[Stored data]

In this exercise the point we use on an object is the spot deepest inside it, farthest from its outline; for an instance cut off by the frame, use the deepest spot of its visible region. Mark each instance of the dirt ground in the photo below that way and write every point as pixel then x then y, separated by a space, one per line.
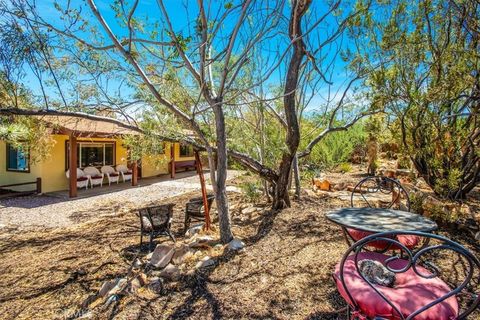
pixel 285 271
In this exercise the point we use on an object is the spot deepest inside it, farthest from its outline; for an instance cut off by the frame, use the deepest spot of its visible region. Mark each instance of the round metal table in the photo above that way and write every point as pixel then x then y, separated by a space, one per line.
pixel 381 220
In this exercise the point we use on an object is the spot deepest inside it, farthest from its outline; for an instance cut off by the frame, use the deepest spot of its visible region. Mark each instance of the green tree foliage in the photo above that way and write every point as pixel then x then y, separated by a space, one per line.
pixel 334 149
pixel 425 62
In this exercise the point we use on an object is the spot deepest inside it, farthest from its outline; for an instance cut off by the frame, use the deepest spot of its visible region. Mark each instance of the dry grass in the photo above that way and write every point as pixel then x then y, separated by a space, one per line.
pixel 284 273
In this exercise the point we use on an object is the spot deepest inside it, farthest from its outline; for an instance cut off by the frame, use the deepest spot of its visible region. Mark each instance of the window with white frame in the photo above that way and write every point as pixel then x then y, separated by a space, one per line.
pixel 93 154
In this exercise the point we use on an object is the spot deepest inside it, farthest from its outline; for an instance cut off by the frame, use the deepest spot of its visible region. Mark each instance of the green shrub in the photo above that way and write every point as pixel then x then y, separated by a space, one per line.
pixel 252 190
pixel 344 167
pixel 336 148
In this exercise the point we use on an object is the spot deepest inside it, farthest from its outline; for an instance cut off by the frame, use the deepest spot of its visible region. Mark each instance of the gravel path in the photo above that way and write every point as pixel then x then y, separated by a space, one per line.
pixel 54 211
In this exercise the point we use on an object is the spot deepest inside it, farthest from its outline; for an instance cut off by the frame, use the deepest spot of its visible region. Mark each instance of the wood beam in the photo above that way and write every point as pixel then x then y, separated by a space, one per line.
pixel 198 165
pixel 172 160
pixel 134 173
pixel 73 166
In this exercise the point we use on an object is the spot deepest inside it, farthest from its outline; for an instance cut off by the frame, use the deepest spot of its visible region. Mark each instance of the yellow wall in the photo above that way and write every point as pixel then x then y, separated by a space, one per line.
pixel 52 169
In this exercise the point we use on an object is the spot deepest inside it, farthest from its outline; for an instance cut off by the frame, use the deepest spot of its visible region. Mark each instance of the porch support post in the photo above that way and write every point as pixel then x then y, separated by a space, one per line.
pixel 73 166
pixel 198 165
pixel 134 173
pixel 172 160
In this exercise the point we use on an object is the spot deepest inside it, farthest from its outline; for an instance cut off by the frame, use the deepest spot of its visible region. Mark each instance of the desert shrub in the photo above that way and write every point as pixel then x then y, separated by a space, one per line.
pixel 344 167
pixel 252 190
pixel 336 148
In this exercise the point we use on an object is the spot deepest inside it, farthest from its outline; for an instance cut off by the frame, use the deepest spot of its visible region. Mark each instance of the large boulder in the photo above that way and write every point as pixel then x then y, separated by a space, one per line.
pixel 236 244
pixel 171 272
pixel 192 231
pixel 205 262
pixel 182 253
pixel 162 255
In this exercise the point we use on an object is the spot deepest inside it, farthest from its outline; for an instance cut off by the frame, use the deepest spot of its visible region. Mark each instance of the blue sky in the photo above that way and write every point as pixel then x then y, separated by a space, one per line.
pixel 182 14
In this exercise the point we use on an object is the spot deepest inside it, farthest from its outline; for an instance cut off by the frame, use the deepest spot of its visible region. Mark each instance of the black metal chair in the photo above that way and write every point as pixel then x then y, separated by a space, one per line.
pixel 195 211
pixel 156 221
pixel 420 291
pixel 380 192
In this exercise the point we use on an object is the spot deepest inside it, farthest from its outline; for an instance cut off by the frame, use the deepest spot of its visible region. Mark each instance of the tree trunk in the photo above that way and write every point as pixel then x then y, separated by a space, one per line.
pixel 296 177
pixel 220 190
pixel 281 198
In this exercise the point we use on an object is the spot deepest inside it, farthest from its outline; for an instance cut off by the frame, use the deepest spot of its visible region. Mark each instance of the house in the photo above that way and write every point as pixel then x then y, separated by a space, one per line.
pixel 98 142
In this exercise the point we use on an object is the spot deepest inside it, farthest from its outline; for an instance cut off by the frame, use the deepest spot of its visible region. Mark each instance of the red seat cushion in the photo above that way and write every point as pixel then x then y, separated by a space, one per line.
pixel 409 241
pixel 409 293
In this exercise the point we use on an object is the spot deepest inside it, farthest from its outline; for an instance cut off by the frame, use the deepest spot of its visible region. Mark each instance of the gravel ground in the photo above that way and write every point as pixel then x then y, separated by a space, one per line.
pixel 54 211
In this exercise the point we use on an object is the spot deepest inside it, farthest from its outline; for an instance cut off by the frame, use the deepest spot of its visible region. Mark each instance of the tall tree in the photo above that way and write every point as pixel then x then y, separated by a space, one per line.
pixel 429 80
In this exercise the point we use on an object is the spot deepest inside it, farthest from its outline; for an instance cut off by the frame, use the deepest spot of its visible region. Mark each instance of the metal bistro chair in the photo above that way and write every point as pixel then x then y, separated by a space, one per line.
pixel 420 290
pixel 195 211
pixel 379 192
pixel 156 221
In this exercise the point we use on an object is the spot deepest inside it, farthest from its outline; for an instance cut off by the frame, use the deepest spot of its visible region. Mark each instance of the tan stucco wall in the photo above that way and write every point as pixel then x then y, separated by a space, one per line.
pixel 52 169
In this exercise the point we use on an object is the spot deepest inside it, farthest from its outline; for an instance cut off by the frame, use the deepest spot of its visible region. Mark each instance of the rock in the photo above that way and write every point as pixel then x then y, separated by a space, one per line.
pixel 203 241
pixel 137 263
pixel 106 287
pixel 135 285
pixel 390 173
pixel 205 262
pixel 162 255
pixel 171 272
pixel 322 184
pixel 339 186
pixel 249 210
pixel 156 285
pixel 403 173
pixel 236 244
pixel 194 230
pixel 181 254
pixel 112 287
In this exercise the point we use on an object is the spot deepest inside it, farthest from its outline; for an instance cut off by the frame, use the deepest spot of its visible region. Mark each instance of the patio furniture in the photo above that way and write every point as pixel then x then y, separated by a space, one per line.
pixel 380 192
pixel 111 174
pixel 195 210
pixel 82 178
pixel 185 164
pixel 420 291
pixel 96 177
pixel 358 223
pixel 156 221
pixel 124 172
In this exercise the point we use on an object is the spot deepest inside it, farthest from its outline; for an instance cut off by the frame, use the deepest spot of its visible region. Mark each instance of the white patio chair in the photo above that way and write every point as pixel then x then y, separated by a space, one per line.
pixel 96 177
pixel 124 172
pixel 111 174
pixel 82 178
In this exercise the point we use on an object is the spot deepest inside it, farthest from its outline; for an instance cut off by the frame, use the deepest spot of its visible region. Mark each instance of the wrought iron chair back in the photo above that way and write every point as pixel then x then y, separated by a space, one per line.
pixel 414 260
pixel 155 221
pixel 194 210
pixel 388 192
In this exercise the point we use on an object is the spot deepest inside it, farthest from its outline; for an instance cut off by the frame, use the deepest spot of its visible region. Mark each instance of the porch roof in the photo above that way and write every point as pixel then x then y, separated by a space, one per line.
pixel 78 124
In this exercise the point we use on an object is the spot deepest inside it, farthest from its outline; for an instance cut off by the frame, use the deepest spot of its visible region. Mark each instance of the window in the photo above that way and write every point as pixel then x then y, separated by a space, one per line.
pixel 93 154
pixel 17 160
pixel 186 150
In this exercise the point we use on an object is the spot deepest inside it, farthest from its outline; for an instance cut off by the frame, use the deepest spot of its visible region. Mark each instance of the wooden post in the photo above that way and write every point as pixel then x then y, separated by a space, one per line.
pixel 134 173
pixel 198 164
pixel 39 185
pixel 172 160
pixel 73 166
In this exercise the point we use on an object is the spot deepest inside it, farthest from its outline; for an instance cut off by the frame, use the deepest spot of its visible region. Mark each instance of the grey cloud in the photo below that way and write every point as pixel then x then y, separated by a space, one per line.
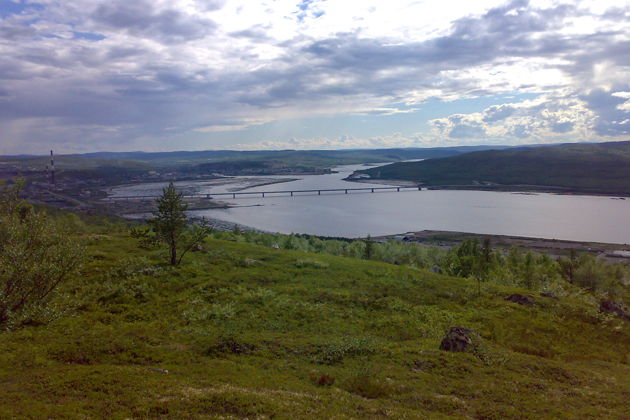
pixel 521 131
pixel 562 127
pixel 611 121
pixel 139 18
pixel 462 131
pixel 498 113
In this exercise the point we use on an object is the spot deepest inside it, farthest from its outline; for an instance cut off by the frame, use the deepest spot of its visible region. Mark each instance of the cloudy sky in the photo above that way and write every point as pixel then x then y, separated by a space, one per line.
pixel 159 75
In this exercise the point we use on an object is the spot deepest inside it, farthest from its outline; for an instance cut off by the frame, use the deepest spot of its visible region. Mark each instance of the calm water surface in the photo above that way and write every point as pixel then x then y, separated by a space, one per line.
pixel 581 218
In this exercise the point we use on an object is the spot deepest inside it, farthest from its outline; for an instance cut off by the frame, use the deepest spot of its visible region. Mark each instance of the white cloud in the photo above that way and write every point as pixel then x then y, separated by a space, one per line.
pixel 138 73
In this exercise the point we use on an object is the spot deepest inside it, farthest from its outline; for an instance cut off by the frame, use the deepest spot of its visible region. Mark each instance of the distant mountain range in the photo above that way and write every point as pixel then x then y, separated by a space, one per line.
pixel 594 167
pixel 304 157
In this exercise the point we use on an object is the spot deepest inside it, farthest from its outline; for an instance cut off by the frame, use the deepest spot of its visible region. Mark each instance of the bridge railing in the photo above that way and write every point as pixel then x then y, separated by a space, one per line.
pixel 264 193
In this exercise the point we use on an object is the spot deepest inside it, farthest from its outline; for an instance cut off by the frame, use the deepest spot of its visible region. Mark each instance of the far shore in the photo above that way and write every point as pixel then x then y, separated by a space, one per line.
pixel 495 187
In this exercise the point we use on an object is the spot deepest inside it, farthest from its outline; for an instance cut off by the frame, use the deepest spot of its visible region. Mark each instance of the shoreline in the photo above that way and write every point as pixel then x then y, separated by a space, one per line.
pixel 532 189
pixel 555 248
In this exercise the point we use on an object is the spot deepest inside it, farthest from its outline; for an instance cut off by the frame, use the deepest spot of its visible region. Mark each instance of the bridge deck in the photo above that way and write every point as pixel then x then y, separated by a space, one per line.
pixel 264 193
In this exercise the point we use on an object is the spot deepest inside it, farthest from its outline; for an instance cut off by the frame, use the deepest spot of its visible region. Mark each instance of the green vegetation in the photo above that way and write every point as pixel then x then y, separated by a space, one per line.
pixel 169 227
pixel 36 256
pixel 596 168
pixel 240 330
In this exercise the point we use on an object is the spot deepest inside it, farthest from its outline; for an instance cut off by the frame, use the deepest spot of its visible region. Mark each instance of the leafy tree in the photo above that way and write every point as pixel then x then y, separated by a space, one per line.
pixel 36 255
pixel 369 248
pixel 169 226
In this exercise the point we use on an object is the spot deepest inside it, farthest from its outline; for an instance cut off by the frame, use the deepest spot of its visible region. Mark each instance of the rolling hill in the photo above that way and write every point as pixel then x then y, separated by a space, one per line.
pixel 596 168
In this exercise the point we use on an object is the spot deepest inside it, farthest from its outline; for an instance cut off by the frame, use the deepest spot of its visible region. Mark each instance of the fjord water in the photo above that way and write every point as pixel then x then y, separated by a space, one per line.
pixel 570 217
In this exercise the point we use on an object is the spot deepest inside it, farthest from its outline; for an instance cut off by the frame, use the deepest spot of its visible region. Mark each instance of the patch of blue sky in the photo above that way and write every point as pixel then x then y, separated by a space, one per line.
pixel 361 125
pixel 8 7
pixel 87 35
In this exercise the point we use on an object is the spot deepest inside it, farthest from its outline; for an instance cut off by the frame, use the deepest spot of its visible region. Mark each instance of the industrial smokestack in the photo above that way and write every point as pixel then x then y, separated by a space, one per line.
pixel 52 168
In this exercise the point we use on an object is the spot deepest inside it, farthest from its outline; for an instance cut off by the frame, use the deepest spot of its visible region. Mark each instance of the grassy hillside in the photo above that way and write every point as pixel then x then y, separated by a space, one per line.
pixel 582 167
pixel 245 331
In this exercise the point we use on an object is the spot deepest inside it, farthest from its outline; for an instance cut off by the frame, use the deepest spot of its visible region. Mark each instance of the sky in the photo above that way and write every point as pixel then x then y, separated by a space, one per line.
pixel 160 75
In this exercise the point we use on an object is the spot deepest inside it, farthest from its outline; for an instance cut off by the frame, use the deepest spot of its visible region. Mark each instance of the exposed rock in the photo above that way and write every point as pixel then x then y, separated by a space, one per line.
pixel 457 339
pixel 520 299
pixel 609 306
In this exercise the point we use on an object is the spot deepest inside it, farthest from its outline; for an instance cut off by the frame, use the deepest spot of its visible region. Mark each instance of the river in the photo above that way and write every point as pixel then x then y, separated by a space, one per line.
pixel 542 215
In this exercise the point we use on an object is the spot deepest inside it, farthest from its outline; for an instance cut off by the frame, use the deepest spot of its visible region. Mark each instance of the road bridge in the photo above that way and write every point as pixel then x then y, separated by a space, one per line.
pixel 240 194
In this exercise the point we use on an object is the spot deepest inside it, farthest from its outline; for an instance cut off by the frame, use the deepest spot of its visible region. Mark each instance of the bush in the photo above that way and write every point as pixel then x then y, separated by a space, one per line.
pixel 36 255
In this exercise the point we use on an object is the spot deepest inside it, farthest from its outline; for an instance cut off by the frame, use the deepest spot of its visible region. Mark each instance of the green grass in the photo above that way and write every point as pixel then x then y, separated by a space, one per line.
pixel 247 331
pixel 603 168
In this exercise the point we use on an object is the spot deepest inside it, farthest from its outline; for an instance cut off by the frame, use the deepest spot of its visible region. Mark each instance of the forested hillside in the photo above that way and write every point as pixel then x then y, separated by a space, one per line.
pixel 601 168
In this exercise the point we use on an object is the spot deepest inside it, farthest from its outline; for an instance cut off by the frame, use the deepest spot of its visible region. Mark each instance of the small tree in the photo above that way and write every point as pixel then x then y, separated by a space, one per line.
pixel 36 255
pixel 169 226
pixel 369 248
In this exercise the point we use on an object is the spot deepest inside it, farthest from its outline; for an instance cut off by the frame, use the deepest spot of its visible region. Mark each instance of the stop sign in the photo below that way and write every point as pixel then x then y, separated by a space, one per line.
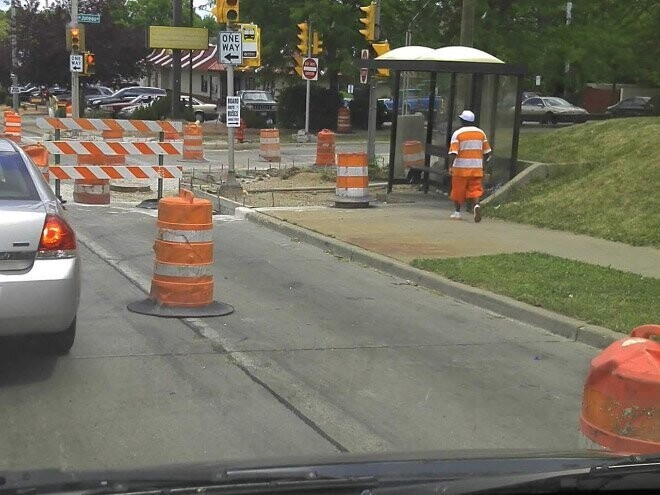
pixel 310 69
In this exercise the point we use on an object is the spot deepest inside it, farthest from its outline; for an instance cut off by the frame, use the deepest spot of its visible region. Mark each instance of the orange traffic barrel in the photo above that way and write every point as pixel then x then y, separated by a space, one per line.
pixel 269 145
pixel 325 148
pixel 352 188
pixel 39 155
pixel 182 283
pixel 621 399
pixel 193 143
pixel 413 154
pixel 343 120
pixel 13 126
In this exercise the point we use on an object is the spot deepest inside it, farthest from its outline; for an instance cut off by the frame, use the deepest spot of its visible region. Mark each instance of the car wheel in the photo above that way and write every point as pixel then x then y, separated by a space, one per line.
pixel 549 118
pixel 59 343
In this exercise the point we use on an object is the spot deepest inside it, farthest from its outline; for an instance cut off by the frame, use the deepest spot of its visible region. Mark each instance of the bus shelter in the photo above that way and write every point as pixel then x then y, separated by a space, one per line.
pixel 438 85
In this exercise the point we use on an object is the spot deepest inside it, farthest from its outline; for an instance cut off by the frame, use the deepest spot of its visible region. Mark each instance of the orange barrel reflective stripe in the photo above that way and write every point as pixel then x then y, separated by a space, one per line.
pixel 193 143
pixel 13 126
pixel 269 145
pixel 621 400
pixel 352 188
pixel 182 283
pixel 39 155
pixel 343 120
pixel 325 148
pixel 413 154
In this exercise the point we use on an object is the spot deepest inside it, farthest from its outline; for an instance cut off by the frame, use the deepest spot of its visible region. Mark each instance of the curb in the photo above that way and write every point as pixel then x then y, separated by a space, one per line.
pixel 555 323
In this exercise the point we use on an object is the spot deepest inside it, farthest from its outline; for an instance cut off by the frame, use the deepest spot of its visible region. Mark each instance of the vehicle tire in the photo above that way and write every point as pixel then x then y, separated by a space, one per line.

YOUR TASK → Rewrite the stretch of material from the line with "the tan stucco" up to and including the line with "pixel 112 287", swapping "rock" for "stone" and keeping everything else the same. Return only those lines.

WRITTEN SOLUTION →
In this exercise the point we use on an object is the spot deepest inside it, farthest from its outline; for an instance cut off by the frame, use the deepest spot of its visible region. Mark each instance of the tan stucco wall in the photo above that way and write every point as pixel then x then y, separated by a space, one per line.
pixel 52 169
In this exercise the point we use on an object is the spot deepest inside it, farthest from its outline; for an instance cut off by the frame, use the deepest spot of its visible region. Mark each instance of the stone in the photo above that way and write every point as pixel then x then y, separated by a space, one per line.
pixel 203 241
pixel 137 263
pixel 106 287
pixel 135 285
pixel 390 173
pixel 205 262
pixel 162 255
pixel 171 272
pixel 322 184
pixel 339 186
pixel 249 210
pixel 156 285
pixel 403 173
pixel 236 244
pixel 194 230
pixel 181 254
pixel 112 287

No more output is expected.